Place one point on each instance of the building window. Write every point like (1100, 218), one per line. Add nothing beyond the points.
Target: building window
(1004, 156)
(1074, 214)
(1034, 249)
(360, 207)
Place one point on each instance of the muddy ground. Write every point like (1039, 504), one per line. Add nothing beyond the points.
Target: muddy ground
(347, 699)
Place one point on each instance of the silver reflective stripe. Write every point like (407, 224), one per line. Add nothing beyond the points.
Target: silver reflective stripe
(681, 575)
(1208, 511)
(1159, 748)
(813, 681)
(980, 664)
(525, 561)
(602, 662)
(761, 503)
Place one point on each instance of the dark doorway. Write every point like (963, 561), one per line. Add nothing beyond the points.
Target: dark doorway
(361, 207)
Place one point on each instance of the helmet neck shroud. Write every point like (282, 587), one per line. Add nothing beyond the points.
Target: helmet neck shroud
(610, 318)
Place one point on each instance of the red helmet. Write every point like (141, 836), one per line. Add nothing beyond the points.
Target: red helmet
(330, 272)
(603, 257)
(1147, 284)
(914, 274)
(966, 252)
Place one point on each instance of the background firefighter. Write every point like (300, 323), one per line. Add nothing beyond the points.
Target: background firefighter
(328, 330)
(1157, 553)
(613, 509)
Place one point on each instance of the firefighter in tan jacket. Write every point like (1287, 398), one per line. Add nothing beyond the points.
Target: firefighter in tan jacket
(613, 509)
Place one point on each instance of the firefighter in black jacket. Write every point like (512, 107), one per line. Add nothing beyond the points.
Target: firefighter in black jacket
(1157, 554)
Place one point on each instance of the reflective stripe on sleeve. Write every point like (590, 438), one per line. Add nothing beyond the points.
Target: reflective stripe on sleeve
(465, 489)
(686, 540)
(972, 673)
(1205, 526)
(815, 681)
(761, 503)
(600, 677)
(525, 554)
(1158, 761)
★ ★ ★ ★ ★ ★ ★
* [Instructions to follow]:
Begin with the line containing "Place one point on each instance of the firefighter in tan" and repeat each line exactly until the records above end.

* [Response]:
Place one point on each instance of the firefighter in tan jacket. Write every point like (1287, 398), one per line. Add nothing beyond the points.
Target: firefighter in tan jacket
(613, 509)
Place one point on each instance of the firefighter in black jacket. Write every point like (512, 107), one per line. Add nothing beyond the points.
Target: firefighter in black jacket
(1157, 554)
Place one point on each instance of the reflective stripe on sleeve. Write every point like (590, 438), one per line. Add nothing beyond the points.
Target: reflective stripe on sleeve
(465, 489)
(686, 540)
(972, 673)
(1205, 526)
(815, 681)
(761, 503)
(600, 677)
(525, 554)
(1158, 761)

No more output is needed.